RECORDS TO USE ::

+-------+

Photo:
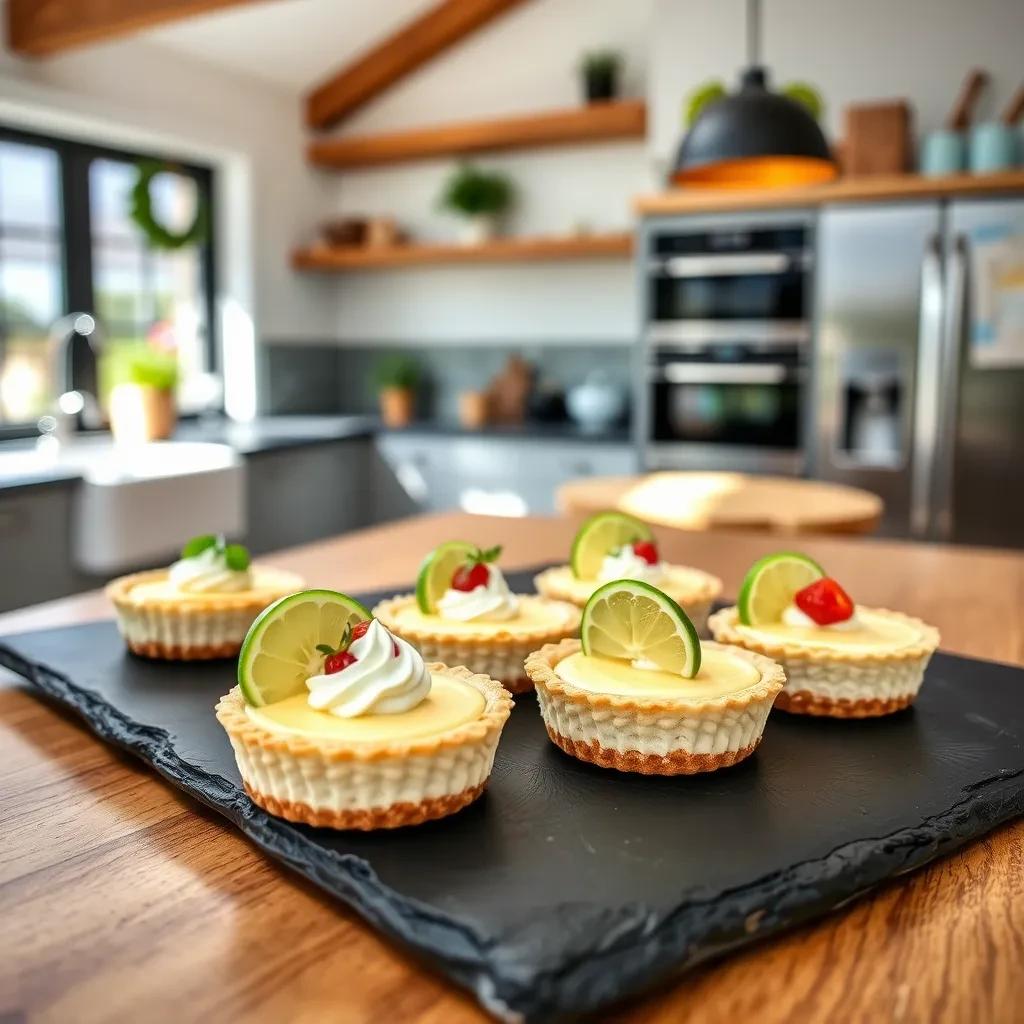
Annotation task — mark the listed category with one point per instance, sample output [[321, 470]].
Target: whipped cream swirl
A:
[[627, 564], [378, 682], [793, 615], [208, 572], [493, 602]]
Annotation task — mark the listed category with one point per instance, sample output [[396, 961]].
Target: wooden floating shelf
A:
[[529, 250], [623, 119]]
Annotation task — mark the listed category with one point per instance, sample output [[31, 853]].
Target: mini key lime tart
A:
[[463, 613], [640, 692], [614, 546], [841, 659], [200, 607], [336, 722]]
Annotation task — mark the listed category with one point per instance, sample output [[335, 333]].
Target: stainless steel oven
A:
[[723, 368]]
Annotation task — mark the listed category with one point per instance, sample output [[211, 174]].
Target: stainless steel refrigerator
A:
[[919, 372]]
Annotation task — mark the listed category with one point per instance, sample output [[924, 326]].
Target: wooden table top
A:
[[697, 500], [121, 898]]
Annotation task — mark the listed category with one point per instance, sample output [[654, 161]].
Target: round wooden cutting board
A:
[[728, 501]]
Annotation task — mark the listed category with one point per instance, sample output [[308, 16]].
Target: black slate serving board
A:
[[567, 887]]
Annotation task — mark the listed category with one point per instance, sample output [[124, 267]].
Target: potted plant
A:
[[600, 75], [479, 197], [396, 378], [139, 379]]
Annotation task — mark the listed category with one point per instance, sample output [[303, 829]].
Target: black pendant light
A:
[[754, 137]]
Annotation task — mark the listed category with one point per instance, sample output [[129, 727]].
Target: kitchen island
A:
[[121, 894]]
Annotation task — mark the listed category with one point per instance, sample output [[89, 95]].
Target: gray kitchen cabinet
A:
[[491, 475], [302, 494], [36, 561]]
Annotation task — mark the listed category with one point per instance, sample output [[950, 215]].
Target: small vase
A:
[[601, 87], [139, 413], [477, 229], [396, 407]]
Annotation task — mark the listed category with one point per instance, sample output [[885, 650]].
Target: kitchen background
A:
[[292, 352]]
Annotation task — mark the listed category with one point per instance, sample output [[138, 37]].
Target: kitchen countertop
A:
[[274, 433], [872, 188], [162, 905]]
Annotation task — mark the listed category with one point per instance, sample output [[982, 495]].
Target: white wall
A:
[[524, 61], [851, 51]]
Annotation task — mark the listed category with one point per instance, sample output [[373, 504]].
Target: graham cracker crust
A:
[[805, 702], [182, 652], [676, 763], [393, 816]]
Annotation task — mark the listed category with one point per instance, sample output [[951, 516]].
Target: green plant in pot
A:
[[138, 380], [600, 75], [481, 198], [395, 378]]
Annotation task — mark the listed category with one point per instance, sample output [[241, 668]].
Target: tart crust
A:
[[841, 683], [384, 784], [653, 735], [695, 600], [201, 628], [496, 652]]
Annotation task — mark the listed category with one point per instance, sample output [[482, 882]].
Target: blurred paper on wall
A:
[[997, 298]]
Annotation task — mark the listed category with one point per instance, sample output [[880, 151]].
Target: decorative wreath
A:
[[158, 235]]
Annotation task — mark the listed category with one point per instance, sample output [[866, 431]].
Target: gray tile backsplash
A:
[[324, 378]]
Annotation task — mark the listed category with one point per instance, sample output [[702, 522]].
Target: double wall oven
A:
[[725, 350]]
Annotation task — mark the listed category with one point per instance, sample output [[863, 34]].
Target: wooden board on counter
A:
[[524, 250], [595, 123], [877, 188]]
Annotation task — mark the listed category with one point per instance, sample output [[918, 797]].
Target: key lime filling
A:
[[721, 673], [450, 705], [875, 632]]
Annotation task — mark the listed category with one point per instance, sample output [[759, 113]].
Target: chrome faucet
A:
[[72, 407]]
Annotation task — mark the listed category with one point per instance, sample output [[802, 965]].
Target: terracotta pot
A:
[[139, 413], [396, 406], [473, 409]]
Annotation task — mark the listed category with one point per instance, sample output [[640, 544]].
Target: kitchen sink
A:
[[137, 504]]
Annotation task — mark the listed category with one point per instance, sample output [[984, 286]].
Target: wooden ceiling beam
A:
[[425, 37], [42, 28]]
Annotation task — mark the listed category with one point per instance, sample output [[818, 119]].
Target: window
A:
[[68, 244]]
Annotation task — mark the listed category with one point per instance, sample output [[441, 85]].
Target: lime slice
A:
[[436, 571], [770, 585], [280, 650], [634, 622], [602, 532]]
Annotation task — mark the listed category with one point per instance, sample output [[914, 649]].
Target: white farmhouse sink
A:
[[137, 504]]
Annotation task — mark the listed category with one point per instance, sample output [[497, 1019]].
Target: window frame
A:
[[75, 218]]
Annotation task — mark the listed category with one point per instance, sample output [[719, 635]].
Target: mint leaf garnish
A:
[[198, 545], [237, 557]]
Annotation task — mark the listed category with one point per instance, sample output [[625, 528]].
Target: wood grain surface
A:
[[122, 900], [699, 500], [597, 122]]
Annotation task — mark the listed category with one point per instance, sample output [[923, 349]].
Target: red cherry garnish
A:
[[471, 576], [824, 601], [645, 550], [337, 662]]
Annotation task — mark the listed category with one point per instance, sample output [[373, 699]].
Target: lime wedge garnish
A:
[[634, 622], [602, 532], [436, 572], [770, 585], [280, 653]]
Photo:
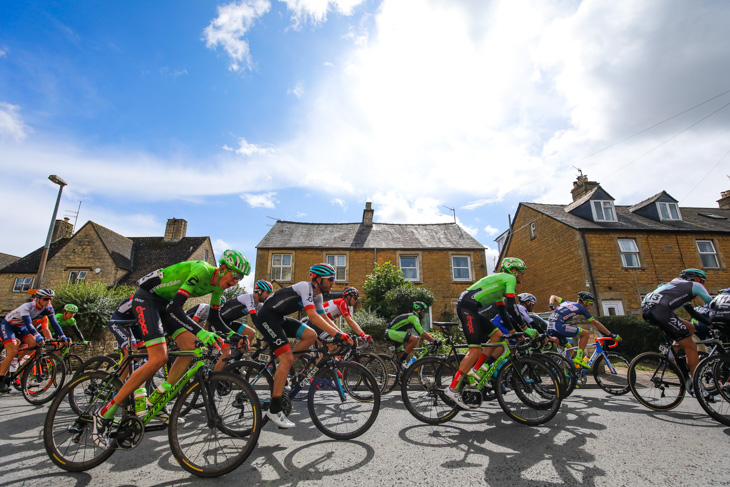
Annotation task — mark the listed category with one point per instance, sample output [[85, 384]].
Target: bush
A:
[[371, 323], [96, 304]]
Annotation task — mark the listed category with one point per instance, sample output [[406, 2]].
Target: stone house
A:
[[618, 253], [442, 257], [96, 254]]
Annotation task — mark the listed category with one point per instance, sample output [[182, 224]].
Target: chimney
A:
[[175, 230], [62, 229], [367, 215], [724, 202], [581, 186]]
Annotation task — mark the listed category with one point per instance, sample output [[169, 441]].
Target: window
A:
[[603, 211], [339, 262], [281, 267], [707, 254], [668, 211], [461, 267], [409, 266], [22, 284], [76, 276], [629, 252]]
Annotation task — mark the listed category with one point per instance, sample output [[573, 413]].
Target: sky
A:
[[232, 115]]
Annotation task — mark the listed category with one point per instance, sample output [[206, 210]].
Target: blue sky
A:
[[227, 113]]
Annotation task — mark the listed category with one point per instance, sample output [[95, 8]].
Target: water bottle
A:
[[140, 402]]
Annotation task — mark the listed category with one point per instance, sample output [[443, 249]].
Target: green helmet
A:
[[510, 264], [235, 261]]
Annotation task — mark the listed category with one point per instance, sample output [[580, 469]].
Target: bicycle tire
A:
[[651, 375], [83, 396], [422, 389], [347, 412], [43, 378], [394, 372], [214, 447], [712, 388], [612, 377], [528, 391]]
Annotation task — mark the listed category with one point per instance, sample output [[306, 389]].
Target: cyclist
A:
[[659, 306], [335, 308], [499, 289], [17, 327], [158, 307], [398, 331], [272, 322], [564, 311]]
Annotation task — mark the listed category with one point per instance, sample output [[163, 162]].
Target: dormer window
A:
[[669, 211], [603, 211]]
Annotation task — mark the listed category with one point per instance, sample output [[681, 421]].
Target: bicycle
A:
[[343, 397], [218, 434], [657, 381], [527, 389], [609, 369], [40, 376]]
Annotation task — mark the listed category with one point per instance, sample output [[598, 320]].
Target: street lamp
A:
[[44, 257]]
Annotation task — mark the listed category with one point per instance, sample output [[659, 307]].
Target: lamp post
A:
[[44, 257]]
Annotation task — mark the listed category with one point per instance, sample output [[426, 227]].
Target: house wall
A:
[[435, 270]]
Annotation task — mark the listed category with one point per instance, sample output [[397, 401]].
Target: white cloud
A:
[[264, 200], [229, 28], [11, 124]]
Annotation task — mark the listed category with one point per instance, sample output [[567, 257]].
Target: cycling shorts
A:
[[477, 328], [670, 324]]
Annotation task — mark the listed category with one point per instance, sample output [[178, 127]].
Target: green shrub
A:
[[96, 304], [371, 323]]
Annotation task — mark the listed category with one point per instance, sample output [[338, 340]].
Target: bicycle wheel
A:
[[344, 400], [394, 371], [712, 387], [656, 382], [528, 391], [567, 369], [612, 375], [68, 425], [221, 433], [375, 366], [422, 389], [43, 378]]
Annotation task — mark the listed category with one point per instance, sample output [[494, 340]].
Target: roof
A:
[[151, 253], [693, 219], [378, 236], [7, 259]]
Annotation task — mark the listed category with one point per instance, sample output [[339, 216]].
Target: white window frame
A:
[[713, 254], [603, 206], [667, 207], [454, 267], [338, 267], [417, 267], [22, 284], [625, 253], [616, 305], [281, 266]]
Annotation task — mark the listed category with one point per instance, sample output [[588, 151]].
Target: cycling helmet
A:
[[45, 293], [321, 270], [585, 296], [527, 298], [235, 261], [350, 291], [262, 285], [689, 274], [510, 264]]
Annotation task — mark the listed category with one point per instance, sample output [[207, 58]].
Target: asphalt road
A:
[[595, 439]]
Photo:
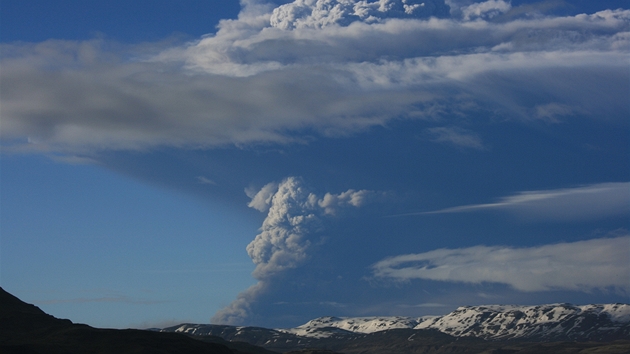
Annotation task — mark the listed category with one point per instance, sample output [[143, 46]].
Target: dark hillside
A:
[[24, 328]]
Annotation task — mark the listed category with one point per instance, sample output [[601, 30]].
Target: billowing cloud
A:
[[586, 202], [251, 82], [581, 266], [294, 216], [485, 10], [322, 13]]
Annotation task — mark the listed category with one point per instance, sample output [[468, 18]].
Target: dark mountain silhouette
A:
[[26, 329]]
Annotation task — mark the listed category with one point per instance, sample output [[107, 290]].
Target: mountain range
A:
[[469, 329], [556, 328]]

+-------+

WORK ITEM :: Every line of the material that holds "tart" should be copied out as the answer.

YOUR SOLUTION ::
Target: mini key lime tart
Target: tart crust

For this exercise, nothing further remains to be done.